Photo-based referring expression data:

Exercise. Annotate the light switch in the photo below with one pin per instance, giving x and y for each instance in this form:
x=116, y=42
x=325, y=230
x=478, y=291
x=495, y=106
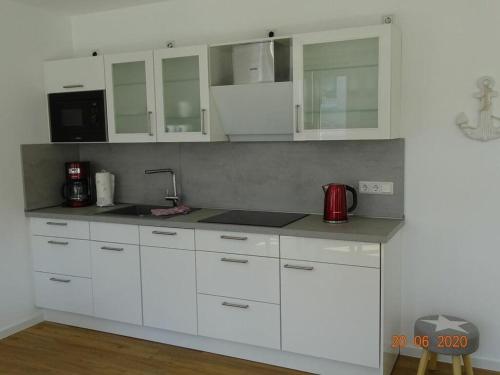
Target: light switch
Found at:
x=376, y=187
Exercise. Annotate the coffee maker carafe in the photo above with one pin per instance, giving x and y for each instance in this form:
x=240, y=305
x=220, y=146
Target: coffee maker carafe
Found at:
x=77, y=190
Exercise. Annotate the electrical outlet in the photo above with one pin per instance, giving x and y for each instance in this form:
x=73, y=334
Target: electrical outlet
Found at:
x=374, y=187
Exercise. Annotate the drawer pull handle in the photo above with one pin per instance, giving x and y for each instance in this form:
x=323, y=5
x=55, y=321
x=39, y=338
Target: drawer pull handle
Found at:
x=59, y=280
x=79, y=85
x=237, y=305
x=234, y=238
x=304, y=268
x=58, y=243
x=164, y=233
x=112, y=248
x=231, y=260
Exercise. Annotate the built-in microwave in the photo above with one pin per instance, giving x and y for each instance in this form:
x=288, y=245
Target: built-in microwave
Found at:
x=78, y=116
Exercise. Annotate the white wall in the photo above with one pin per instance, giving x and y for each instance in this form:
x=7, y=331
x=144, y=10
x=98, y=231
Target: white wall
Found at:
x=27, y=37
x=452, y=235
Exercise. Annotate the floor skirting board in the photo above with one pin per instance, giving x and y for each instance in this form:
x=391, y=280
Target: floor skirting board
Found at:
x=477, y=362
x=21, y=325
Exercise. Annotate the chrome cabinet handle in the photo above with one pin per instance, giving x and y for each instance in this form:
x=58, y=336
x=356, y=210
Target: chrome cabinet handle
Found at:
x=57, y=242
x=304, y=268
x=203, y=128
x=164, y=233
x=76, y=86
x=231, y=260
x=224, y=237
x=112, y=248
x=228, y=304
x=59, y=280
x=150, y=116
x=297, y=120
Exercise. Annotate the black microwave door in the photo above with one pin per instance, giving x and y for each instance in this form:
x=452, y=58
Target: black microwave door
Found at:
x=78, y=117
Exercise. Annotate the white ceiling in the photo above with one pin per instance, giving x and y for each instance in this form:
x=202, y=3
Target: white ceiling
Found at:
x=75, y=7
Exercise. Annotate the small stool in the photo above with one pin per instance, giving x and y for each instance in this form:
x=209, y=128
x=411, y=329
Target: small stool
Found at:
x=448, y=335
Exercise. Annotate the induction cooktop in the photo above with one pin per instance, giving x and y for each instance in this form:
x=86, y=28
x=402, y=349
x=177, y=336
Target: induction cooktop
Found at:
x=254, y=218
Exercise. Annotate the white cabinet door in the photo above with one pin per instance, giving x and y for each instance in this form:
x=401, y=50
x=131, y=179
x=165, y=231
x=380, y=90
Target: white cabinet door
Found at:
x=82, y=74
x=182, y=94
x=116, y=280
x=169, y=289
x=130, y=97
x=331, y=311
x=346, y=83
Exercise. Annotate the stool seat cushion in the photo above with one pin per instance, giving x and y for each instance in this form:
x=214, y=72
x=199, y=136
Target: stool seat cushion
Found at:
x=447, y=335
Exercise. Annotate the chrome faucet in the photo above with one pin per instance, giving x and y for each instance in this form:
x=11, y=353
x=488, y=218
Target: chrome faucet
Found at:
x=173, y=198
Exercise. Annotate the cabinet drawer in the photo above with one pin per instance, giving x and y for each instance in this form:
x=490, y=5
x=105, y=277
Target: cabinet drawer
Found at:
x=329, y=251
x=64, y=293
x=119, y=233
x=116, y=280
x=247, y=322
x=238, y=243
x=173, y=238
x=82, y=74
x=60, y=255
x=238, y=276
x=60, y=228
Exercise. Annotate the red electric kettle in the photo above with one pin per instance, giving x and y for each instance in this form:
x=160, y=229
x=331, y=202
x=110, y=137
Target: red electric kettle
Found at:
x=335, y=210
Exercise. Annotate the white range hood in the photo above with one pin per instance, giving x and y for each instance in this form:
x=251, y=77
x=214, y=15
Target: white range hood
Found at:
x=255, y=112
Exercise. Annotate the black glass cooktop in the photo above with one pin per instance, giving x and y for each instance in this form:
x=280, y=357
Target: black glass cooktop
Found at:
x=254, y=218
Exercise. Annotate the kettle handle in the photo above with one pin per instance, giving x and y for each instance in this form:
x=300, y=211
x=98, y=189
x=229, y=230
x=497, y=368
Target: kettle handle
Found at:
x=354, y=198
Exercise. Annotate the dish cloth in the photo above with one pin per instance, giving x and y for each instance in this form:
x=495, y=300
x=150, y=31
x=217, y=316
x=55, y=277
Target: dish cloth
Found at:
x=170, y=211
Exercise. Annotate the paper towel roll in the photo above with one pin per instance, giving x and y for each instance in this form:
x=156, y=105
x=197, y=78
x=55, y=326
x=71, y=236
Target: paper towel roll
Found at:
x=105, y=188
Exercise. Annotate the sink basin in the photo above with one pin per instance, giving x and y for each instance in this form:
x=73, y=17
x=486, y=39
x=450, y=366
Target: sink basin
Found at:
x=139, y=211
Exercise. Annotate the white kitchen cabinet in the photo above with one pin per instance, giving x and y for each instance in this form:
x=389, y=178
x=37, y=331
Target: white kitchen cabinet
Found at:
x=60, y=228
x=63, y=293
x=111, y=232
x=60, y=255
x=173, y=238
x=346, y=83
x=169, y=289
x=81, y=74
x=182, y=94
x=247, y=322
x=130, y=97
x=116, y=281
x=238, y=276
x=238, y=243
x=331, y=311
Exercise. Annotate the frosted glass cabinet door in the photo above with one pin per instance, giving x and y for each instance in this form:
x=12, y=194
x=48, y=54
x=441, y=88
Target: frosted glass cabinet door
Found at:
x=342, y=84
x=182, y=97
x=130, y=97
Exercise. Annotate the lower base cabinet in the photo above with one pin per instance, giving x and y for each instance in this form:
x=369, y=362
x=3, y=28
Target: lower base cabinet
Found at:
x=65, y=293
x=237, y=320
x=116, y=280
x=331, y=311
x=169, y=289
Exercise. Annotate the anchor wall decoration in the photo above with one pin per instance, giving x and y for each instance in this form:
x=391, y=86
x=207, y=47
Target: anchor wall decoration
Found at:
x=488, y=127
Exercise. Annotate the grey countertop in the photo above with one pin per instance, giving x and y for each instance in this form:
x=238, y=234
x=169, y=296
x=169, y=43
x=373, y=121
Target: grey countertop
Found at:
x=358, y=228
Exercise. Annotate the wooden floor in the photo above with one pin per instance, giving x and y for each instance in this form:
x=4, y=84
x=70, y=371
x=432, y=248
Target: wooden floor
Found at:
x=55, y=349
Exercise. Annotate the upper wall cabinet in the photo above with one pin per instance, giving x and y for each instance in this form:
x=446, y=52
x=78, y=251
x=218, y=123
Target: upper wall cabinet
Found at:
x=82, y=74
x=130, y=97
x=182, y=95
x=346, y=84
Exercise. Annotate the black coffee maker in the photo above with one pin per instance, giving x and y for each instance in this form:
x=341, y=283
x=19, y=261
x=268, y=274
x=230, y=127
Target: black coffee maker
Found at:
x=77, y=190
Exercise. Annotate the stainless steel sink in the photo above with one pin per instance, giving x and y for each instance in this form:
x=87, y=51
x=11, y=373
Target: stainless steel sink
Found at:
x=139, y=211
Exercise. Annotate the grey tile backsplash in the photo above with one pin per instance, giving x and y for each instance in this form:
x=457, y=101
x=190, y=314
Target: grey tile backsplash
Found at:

What is being asked
Tally the lines in these entries that have the string "light" in them, then answer with the count and nothing else.

Result of this task
2